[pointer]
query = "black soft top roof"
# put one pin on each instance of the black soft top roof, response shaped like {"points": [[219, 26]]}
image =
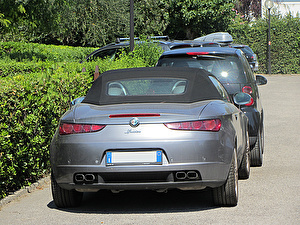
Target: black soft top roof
{"points": [[199, 87]]}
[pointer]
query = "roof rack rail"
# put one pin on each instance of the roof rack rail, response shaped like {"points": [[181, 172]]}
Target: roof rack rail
{"points": [[118, 40], [166, 37]]}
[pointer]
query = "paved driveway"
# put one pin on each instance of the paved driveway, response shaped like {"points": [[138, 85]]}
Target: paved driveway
{"points": [[270, 196]]}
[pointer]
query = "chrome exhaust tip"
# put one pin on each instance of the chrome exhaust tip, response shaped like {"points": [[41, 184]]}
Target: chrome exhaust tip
{"points": [[180, 175], [79, 178], [192, 175]]}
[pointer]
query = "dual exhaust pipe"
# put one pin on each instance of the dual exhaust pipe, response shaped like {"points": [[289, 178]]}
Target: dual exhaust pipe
{"points": [[187, 175], [81, 178]]}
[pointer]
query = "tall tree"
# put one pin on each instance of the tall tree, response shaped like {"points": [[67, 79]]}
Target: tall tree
{"points": [[194, 18], [151, 16], [250, 9]]}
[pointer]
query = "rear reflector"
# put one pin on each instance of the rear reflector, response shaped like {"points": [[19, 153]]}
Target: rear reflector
{"points": [[74, 128], [197, 53], [248, 90], [199, 125], [134, 115]]}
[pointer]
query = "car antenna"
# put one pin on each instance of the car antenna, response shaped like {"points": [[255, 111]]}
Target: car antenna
{"points": [[69, 91]]}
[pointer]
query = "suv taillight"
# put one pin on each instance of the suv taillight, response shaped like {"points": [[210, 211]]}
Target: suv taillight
{"points": [[248, 90], [73, 128], [199, 125]]}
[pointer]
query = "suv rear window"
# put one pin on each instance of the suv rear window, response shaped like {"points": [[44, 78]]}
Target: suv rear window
{"points": [[227, 68]]}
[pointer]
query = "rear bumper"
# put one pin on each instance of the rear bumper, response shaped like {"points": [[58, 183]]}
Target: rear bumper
{"points": [[143, 177]]}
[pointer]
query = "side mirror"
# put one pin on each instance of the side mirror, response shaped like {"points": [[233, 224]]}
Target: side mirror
{"points": [[261, 80], [242, 98], [77, 100]]}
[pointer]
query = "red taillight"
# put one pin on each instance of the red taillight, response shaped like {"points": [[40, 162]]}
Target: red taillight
{"points": [[197, 53], [248, 90], [73, 128], [199, 125]]}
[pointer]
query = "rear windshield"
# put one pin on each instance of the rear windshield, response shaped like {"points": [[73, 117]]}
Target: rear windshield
{"points": [[228, 69], [152, 85], [147, 86]]}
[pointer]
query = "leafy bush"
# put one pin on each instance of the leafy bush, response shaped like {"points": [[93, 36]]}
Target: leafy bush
{"points": [[285, 42], [34, 97]]}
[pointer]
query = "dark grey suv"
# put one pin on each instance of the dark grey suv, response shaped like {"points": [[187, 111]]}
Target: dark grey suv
{"points": [[232, 69]]}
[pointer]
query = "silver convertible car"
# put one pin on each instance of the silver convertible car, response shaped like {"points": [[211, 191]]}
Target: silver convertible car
{"points": [[152, 128]]}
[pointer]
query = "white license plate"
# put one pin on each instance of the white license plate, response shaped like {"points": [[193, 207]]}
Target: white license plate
{"points": [[137, 157]]}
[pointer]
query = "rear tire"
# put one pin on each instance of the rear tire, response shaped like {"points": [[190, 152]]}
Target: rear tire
{"points": [[64, 198], [227, 194], [256, 154], [244, 169]]}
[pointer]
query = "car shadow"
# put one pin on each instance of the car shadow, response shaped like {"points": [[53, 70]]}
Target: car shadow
{"points": [[128, 202]]}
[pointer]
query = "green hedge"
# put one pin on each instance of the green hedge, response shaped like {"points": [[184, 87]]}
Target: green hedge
{"points": [[32, 99], [285, 42]]}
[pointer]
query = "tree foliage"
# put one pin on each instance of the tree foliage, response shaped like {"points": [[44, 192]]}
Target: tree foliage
{"points": [[194, 18], [250, 9]]}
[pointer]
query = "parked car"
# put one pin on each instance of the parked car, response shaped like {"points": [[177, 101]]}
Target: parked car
{"points": [[231, 67], [112, 50], [250, 55], [151, 129]]}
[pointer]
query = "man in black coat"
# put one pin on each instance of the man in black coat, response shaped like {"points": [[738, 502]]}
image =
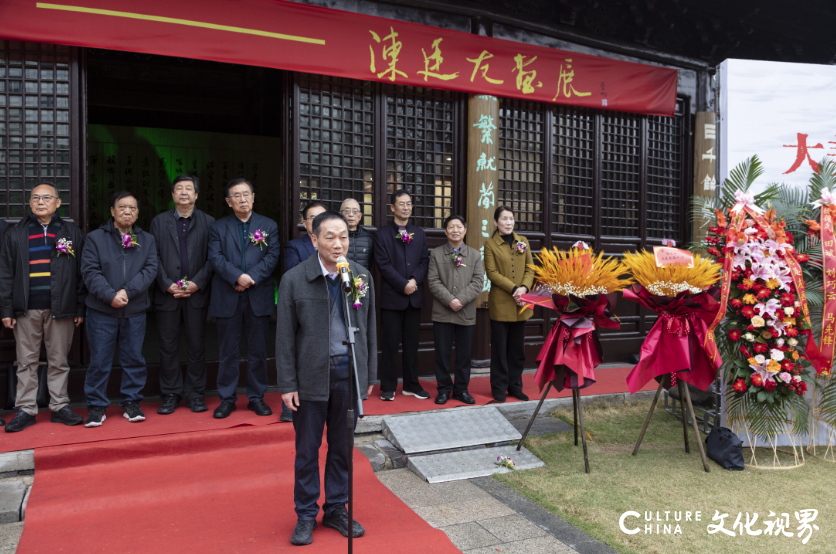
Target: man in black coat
{"points": [[42, 300], [360, 241], [182, 296], [244, 253], [400, 251], [118, 265]]}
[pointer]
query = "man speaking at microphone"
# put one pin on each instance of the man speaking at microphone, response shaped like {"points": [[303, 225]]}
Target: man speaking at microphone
{"points": [[315, 371]]}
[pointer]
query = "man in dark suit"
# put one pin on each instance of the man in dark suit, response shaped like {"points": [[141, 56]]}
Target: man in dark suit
{"points": [[182, 298], [400, 251], [300, 249], [243, 252]]}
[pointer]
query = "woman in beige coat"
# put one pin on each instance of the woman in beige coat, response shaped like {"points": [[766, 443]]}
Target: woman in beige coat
{"points": [[507, 261], [455, 278]]}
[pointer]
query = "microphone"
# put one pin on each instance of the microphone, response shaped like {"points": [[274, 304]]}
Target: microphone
{"points": [[342, 267]]}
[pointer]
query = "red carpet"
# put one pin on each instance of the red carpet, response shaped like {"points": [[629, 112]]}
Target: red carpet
{"points": [[44, 433], [224, 491]]}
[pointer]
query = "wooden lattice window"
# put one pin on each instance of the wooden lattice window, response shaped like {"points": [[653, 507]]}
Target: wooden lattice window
{"points": [[520, 164], [573, 171], [664, 175], [419, 150], [336, 141], [34, 123], [620, 174]]}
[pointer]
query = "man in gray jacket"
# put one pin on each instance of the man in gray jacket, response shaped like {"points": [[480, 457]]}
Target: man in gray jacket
{"points": [[314, 371], [455, 278]]}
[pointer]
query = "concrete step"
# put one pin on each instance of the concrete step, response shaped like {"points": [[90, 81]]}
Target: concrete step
{"points": [[467, 464], [429, 431]]}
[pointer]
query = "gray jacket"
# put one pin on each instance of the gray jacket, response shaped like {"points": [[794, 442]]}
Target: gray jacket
{"points": [[302, 332], [447, 282]]}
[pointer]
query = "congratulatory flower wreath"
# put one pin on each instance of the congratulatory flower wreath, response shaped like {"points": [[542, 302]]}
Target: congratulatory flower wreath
{"points": [[581, 288], [683, 294]]}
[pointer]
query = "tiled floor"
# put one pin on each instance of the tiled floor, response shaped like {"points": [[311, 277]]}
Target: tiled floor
{"points": [[476, 522]]}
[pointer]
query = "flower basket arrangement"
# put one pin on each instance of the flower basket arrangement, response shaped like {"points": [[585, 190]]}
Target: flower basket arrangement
{"points": [[764, 320], [581, 288], [686, 299]]}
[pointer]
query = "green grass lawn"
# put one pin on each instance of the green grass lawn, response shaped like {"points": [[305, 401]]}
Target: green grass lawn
{"points": [[662, 477]]}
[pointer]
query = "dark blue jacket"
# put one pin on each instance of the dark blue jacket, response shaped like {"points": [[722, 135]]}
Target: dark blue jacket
{"points": [[297, 251], [225, 257], [399, 262], [107, 267]]}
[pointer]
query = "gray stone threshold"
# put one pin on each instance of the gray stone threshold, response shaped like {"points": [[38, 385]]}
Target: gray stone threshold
{"points": [[514, 410]]}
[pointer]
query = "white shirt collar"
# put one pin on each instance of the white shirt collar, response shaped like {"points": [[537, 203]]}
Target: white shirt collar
{"points": [[325, 271]]}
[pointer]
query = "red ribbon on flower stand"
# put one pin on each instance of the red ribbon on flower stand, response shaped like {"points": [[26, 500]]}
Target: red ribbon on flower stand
{"points": [[673, 352], [572, 350]]}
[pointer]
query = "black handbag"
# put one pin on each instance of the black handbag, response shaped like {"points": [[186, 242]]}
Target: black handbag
{"points": [[725, 448]]}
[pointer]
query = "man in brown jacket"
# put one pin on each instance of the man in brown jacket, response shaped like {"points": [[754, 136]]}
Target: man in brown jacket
{"points": [[455, 278]]}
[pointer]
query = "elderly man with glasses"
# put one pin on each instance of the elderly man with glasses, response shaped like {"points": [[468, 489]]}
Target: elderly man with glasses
{"points": [[360, 241], [42, 300], [244, 253]]}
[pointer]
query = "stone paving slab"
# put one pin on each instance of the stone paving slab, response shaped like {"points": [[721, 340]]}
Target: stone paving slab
{"points": [[453, 466], [20, 460], [11, 497], [429, 431]]}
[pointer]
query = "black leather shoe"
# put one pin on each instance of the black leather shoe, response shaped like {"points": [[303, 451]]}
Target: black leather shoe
{"points": [[170, 403], [464, 397], [303, 533], [259, 407], [19, 422], [338, 519], [224, 410], [519, 395], [66, 416], [196, 405]]}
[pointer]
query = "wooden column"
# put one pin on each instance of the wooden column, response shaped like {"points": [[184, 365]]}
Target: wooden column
{"points": [[705, 164], [482, 193]]}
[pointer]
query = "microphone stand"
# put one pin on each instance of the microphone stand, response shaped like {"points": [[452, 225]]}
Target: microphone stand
{"points": [[353, 385]]}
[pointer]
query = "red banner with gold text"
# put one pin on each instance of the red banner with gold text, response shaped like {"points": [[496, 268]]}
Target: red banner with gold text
{"points": [[299, 37]]}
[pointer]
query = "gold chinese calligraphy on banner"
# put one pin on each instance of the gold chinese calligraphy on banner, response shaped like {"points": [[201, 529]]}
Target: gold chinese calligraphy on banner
{"points": [[482, 182]]}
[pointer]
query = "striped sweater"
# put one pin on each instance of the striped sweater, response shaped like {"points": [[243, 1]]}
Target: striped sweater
{"points": [[41, 242]]}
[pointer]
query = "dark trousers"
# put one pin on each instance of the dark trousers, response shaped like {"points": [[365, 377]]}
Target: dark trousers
{"points": [[104, 333], [444, 334], [255, 328], [400, 325], [190, 322], [309, 421], [507, 356]]}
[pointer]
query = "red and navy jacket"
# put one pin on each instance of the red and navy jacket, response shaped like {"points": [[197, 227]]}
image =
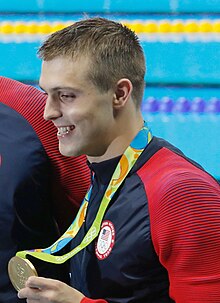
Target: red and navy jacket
{"points": [[37, 184], [160, 236]]}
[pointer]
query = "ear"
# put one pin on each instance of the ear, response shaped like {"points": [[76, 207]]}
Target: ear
{"points": [[123, 91]]}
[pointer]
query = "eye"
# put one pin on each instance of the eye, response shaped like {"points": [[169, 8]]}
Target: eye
{"points": [[66, 97]]}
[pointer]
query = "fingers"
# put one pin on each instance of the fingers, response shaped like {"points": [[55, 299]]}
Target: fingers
{"points": [[36, 286], [42, 283]]}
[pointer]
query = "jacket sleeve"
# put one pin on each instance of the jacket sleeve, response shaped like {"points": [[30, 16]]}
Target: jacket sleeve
{"points": [[87, 300]]}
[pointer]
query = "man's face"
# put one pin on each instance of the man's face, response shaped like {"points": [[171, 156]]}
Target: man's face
{"points": [[82, 114]]}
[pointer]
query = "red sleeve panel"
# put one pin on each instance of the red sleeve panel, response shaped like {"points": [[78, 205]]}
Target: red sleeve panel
{"points": [[87, 300], [71, 175], [184, 206]]}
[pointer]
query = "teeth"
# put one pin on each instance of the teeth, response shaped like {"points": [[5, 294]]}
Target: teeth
{"points": [[64, 130]]}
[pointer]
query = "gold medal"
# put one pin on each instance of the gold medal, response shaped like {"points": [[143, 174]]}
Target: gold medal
{"points": [[19, 270]]}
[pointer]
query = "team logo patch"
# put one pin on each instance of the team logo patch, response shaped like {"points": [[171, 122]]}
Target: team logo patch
{"points": [[106, 240]]}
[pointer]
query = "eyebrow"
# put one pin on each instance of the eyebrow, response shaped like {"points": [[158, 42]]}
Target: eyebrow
{"points": [[56, 88]]}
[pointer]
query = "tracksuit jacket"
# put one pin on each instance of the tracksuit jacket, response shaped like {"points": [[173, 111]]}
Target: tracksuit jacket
{"points": [[160, 236]]}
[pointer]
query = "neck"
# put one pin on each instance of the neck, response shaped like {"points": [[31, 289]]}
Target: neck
{"points": [[121, 141]]}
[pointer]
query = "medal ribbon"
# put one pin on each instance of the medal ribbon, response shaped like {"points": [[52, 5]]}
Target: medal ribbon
{"points": [[125, 164]]}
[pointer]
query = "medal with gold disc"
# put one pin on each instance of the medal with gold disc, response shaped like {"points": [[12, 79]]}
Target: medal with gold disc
{"points": [[19, 271]]}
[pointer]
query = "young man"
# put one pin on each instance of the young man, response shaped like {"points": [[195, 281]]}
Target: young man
{"points": [[151, 231], [39, 188]]}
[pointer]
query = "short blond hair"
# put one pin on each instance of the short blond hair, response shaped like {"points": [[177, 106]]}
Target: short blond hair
{"points": [[113, 49]]}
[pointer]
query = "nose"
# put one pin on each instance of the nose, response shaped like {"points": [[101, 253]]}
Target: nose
{"points": [[52, 110]]}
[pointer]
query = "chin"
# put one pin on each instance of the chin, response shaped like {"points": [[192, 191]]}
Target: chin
{"points": [[68, 152]]}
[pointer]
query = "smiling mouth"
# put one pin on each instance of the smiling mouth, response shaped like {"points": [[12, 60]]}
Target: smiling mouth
{"points": [[64, 130]]}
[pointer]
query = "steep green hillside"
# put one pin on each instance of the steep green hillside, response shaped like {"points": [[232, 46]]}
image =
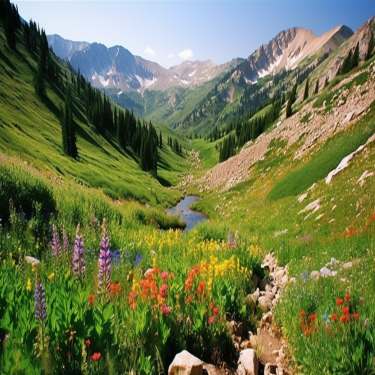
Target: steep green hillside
{"points": [[31, 129]]}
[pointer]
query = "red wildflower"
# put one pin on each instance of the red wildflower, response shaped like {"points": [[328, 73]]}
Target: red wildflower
{"points": [[95, 357], [345, 310], [345, 318], [312, 317], [164, 275]]}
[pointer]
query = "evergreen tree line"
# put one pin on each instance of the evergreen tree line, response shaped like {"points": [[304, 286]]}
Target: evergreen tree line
{"points": [[174, 145], [248, 130]]}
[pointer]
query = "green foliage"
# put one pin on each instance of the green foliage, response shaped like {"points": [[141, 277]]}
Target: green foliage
{"points": [[24, 190], [328, 157]]}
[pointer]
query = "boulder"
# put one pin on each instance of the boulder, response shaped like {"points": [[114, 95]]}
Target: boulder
{"points": [[185, 363], [265, 304], [248, 364]]}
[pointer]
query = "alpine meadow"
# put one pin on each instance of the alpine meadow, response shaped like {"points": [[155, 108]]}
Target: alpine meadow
{"points": [[97, 143]]}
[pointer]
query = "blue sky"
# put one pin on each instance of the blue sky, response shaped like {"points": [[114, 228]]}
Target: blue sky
{"points": [[169, 32]]}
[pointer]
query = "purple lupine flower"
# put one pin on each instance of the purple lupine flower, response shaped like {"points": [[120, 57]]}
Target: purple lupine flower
{"points": [[79, 267], [56, 246], [104, 261], [40, 302]]}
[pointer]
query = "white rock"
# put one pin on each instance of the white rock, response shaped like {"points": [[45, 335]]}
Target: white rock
{"points": [[185, 363], [248, 362]]}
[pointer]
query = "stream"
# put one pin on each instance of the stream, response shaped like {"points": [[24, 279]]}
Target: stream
{"points": [[190, 217]]}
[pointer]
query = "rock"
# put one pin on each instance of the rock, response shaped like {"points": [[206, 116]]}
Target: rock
{"points": [[265, 304], [253, 339], [266, 319], [252, 299], [270, 369], [185, 363], [248, 364], [264, 282]]}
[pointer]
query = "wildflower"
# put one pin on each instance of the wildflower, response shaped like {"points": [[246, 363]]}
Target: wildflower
{"points": [[345, 310], [56, 246], [312, 317], [40, 303], [28, 286], [95, 357], [166, 309], [79, 268], [164, 275], [104, 261]]}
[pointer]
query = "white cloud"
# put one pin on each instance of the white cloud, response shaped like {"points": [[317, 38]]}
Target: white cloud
{"points": [[186, 54], [149, 51]]}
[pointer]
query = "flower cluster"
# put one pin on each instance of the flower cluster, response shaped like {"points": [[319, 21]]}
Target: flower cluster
{"points": [[40, 303], [104, 262], [79, 267], [56, 246]]}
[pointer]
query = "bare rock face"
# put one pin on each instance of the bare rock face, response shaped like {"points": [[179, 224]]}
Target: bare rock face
{"points": [[185, 363], [248, 364]]}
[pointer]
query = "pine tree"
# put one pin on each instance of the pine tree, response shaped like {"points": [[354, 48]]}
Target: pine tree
{"points": [[316, 87], [306, 92], [68, 127], [370, 46]]}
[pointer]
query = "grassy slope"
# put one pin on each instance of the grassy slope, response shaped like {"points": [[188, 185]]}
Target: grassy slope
{"points": [[30, 129]]}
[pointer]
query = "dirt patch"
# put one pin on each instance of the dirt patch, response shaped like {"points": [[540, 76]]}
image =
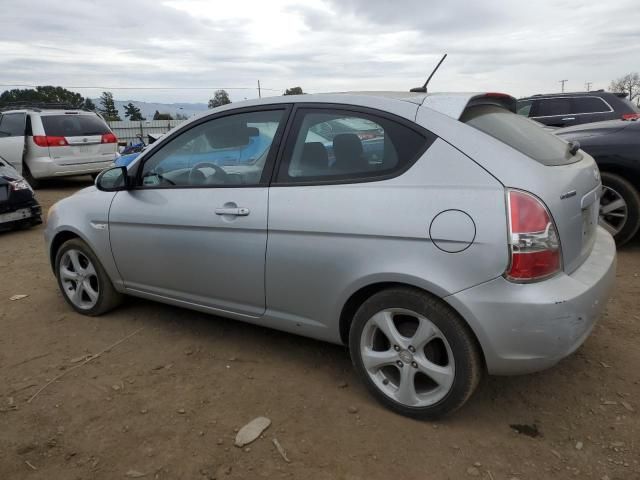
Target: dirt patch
{"points": [[167, 402]]}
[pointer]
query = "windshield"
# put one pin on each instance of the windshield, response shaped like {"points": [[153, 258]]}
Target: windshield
{"points": [[520, 133], [73, 125]]}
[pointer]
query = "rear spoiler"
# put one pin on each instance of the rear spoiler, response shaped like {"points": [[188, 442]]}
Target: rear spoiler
{"points": [[454, 105]]}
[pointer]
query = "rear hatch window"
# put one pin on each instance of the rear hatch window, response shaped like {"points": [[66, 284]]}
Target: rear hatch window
{"points": [[520, 133], [74, 125]]}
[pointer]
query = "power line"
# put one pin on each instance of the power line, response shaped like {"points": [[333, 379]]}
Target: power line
{"points": [[140, 88]]}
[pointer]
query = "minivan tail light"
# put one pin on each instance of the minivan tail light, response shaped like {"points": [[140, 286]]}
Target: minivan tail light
{"points": [[533, 239], [49, 141], [109, 138]]}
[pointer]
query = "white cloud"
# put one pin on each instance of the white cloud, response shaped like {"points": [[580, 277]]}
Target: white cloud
{"points": [[321, 45]]}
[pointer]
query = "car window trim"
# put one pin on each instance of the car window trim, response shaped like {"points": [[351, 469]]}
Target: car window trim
{"points": [[282, 163], [269, 165], [571, 99], [24, 123]]}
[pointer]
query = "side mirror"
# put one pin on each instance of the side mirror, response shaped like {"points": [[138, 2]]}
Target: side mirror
{"points": [[113, 180]]}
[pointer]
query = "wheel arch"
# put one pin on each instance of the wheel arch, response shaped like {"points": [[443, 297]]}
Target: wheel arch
{"points": [[58, 240], [629, 174], [357, 298]]}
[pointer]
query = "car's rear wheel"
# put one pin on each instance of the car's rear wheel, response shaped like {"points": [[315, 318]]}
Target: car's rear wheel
{"points": [[414, 353], [83, 281], [619, 208]]}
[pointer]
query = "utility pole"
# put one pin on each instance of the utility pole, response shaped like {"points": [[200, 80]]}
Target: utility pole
{"points": [[563, 82]]}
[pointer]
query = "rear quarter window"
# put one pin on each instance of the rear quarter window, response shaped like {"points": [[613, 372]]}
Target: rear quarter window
{"points": [[520, 133], [73, 125], [590, 105], [549, 107]]}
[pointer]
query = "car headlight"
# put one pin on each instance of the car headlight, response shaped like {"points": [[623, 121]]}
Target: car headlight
{"points": [[20, 185]]}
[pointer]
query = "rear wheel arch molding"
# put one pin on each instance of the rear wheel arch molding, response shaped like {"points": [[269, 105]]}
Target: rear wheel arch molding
{"points": [[357, 298]]}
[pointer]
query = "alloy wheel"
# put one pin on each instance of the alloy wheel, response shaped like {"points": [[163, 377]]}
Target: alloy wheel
{"points": [[613, 210], [407, 357], [79, 279]]}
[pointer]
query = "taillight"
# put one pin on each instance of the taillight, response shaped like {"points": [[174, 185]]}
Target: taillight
{"points": [[109, 138], [49, 141], [533, 239]]}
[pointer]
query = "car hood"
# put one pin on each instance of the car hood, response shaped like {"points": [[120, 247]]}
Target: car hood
{"points": [[125, 160]]}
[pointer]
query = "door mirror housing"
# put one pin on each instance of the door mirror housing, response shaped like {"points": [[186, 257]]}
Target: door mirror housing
{"points": [[113, 179]]}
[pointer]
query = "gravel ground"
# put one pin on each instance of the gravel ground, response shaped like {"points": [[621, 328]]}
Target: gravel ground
{"points": [[166, 403]]}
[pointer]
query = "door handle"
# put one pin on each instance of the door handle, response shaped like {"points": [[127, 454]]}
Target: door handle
{"points": [[234, 211]]}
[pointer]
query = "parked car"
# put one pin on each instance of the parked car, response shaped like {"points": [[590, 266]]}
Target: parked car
{"points": [[18, 204], [469, 243], [567, 109], [45, 143], [615, 146]]}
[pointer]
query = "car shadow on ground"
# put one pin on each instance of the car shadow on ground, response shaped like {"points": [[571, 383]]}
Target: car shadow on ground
{"points": [[512, 395]]}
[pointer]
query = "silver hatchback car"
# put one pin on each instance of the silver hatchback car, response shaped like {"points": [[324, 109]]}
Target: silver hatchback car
{"points": [[439, 236]]}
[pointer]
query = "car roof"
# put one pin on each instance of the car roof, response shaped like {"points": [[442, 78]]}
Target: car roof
{"points": [[451, 104], [50, 111]]}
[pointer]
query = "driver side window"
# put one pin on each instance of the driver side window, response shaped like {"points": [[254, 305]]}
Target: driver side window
{"points": [[230, 150]]}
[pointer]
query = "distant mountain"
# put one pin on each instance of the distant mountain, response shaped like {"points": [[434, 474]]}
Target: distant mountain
{"points": [[148, 109]]}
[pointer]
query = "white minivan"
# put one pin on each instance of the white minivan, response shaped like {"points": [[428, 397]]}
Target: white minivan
{"points": [[51, 143]]}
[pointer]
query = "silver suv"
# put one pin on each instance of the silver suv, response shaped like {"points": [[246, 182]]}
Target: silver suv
{"points": [[51, 143], [438, 236]]}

## Work task
All that is needed is the exact run of lines from the start of the material above through the one containing "# put one pin on each instance of the chrome", pictures left out.

## Answer to the exercise
[pointer]
query = "black soft top roof"
# put one pin on each instance of the black soft top roof, response shaped like {"points": [[219, 26]]}
image =
Target: black soft top roof
{"points": [[199, 87]]}
[pointer]
query = "roof rack rail"
# put one pin on each instance of the roof rack rail, response shaped like {"points": [[181, 172]]}
Target: roof rack rail
{"points": [[118, 40], [166, 37]]}
[pointer]
query = "paved driveway"
# put one pin on each instance of the paved driveway, response shaped like {"points": [[138, 85]]}
Target: paved driveway
{"points": [[270, 196]]}
[pointer]
query = "chrome exhaust tip"
# put one pin on each instance of the chrome exhaust tip, response shaped like {"points": [[41, 184]]}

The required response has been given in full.